▶ **AUFGABENSTELLUNG**:
1: Fassen Sie die Rezension in zwei Sätzen zusammen.
2: Schreiben Sie aus der Rezension den Abschnitt ab, der mit „Der ehemals berühmte“ beginnt und bis einschließlich „dieser Herausforderung stellen.“ reicht.

▶ **VORLIEGENDER TEXTAUSZUG**:
******************************

Rezension

"Die Geister, die wir hinter uns lassen"

THE ASCENT - DER AUFSTIEG - Ronald Malfi

THE ASCENT - DER AUFSTIEG
von Ronald Malfi

Bewertet mit 4 Sternen

Der ehemals berühmte Bildhauer Tim Overleigh ist seit dem Unfalltod seiner Exfrau Hannah ein gebrochener Mann. Seine Kreativität und küstlerische Schaffenskraft sind mit ihr gestorben, Selbstvorwürfe führen ihn in eine Sinnkrise und so sucht er Zuflucht in Alkohol und Extremsportarten. Als er eines Abends den charismatischen, schwer durchschaubaren Andrew Trumbauer, einen alten Freund Hannahs, in einer Bar trifft, macht dieser ihm ein verlockendes Angebot: Er bietet ihm an, an einer einmonatigen Expedition nach Nepal teilzunehmen. Das Ziel ist die sagenumwobene Schlucht der Seelen im Himalaja: Ein Gletschertal unter der Erde gelegen, das bisher noch niemand betreten oder gesehen haben soll. Tim zögert zunächst, doch er weiß, um mit der Vergangenheit Frieden schließen zu können, muss er sich dieser Herausforderung stellen.

******************************

▶ **ERFASSTE DATENSÄTZE**:
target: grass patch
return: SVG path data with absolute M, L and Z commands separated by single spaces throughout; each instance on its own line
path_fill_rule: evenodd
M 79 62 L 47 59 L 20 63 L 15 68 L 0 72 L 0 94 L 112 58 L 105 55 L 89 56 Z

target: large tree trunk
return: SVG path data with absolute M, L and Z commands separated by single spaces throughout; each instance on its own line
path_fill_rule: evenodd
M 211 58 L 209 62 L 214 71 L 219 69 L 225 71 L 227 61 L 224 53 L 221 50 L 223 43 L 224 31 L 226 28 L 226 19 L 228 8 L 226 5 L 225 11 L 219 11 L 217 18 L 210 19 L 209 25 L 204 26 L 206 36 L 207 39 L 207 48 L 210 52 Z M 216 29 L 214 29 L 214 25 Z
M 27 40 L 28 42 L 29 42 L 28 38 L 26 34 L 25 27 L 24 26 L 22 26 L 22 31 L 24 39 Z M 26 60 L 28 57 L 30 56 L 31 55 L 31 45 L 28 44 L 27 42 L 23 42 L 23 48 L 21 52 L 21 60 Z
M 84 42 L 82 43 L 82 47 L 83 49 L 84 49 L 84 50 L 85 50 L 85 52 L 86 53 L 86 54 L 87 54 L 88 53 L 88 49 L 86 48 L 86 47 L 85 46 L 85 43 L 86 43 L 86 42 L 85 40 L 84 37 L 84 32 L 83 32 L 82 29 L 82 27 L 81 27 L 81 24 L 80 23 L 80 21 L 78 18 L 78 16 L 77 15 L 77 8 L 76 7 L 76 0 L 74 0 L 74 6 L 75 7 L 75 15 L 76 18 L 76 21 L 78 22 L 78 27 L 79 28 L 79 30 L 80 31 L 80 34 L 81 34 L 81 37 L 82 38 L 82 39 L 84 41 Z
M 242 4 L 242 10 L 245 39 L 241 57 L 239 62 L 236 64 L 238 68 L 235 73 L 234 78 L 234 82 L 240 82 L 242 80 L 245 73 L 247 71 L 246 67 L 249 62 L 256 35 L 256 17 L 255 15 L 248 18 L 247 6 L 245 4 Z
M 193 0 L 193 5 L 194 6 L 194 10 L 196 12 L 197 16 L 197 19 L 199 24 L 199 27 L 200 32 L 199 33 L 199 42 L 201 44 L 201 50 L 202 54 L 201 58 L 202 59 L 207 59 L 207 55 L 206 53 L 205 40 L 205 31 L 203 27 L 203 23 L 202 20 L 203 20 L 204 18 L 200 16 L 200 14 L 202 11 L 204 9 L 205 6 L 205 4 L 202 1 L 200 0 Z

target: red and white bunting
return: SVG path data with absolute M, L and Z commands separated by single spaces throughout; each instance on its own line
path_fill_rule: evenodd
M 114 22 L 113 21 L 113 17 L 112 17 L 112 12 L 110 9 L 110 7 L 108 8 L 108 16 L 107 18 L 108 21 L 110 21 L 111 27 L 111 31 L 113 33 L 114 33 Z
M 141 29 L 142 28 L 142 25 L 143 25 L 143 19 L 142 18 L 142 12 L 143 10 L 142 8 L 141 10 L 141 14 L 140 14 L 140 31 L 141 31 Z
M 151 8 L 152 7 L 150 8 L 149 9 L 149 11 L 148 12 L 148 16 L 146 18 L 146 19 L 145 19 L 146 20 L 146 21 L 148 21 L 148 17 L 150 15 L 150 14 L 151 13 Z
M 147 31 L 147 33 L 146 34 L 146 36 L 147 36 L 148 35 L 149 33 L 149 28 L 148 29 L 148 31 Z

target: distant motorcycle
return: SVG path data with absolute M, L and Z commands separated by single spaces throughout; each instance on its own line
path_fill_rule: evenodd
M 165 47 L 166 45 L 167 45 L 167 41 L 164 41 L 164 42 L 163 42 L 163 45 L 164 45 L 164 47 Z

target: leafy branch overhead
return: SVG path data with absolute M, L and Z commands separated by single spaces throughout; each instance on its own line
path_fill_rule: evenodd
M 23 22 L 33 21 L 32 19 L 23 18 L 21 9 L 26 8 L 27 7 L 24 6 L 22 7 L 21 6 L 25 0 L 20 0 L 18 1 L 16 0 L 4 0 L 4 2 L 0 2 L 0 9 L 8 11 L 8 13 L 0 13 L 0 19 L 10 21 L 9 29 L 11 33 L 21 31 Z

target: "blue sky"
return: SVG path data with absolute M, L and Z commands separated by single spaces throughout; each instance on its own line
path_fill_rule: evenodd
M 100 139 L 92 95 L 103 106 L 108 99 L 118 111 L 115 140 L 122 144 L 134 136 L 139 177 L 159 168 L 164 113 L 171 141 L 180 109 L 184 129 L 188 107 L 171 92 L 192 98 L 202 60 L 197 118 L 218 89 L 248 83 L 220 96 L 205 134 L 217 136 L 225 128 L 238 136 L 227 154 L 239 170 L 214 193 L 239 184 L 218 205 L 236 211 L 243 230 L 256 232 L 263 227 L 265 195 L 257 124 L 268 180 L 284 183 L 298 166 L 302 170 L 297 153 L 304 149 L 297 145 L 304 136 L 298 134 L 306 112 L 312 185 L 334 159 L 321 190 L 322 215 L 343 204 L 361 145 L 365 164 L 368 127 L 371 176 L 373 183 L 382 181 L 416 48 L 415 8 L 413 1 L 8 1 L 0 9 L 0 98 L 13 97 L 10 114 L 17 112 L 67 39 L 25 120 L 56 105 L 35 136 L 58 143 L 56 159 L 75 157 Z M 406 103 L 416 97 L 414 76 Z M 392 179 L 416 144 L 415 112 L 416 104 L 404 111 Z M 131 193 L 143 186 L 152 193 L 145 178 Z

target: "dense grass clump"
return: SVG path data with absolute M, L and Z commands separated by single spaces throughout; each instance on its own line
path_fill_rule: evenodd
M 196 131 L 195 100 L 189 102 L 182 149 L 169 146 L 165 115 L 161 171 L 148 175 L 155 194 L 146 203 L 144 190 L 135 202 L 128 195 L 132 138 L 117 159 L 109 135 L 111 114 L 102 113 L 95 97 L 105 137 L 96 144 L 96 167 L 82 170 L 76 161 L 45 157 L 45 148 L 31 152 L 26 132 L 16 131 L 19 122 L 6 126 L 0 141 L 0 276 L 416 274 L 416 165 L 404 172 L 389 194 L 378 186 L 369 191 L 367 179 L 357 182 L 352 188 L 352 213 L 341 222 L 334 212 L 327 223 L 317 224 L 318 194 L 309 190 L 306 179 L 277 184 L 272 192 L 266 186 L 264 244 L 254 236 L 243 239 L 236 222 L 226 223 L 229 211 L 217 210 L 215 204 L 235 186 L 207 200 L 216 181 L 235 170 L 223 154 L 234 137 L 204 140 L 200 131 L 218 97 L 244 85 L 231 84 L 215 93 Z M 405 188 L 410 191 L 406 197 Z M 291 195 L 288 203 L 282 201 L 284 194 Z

******************************

▶ **LÖSUNGEN JE AUFGABE**:
1: Der ehemals berühmte Bildhauer Tim Overleigh ist seit dem Unfalltod seiner Exfrau Hannah ein gebrochener Mann, der seine Schaffenskraft verloren hat und Zuflucht in Alkohol und Extremsportarten sucht. Andrew Trumbauer, ein alter Freund Hannahs, bietet ihm die Teilnahme an einer einmonatigen Expedition zur sagenumwobenen Schlucht der Seelen im Himalaja an, und Tim weiß trotz anfänglichen Zögerns, dass er sich dieser Herausforderung stellen muss, um mit der Vergangenheit Frieden zu schließen.

2:
Der ehemals berühmte Bildhauer Tim Overleigh ist seit dem Unfalltod seiner Exfrau Hannah ein gebrochener Mann. Seine Kreativität und küstlerische Schaffenskraft sind mit ihr gestorben, Selbstvorwürfe führen ihn in eine Sinnkrise und so sucht er Zuflucht in Alkohol und Extremsportarten. Als er eines Abends den charismatischen, schwer durchschaubaren Andrew Trumbauer, einen alten Freund Hannahs, in einer Bar trifft, macht dieser ihm ein verlockendes Angebot: Er bietet ihm an, an einer einmonatigen Expedition nach Nepal teilzunehmen. Das Ziel ist die sagenumwobene Schlucht der Seelen im Himalaja: Ein Gletschertal unter der Erde gelegen, das bisher noch niemand betreten oder gesehen haben soll. Tim zögert zunächst, doch er weiß, um mit der Vergangenheit Frieden schließen zu können, muss er sich dieser Herausforderung stellen.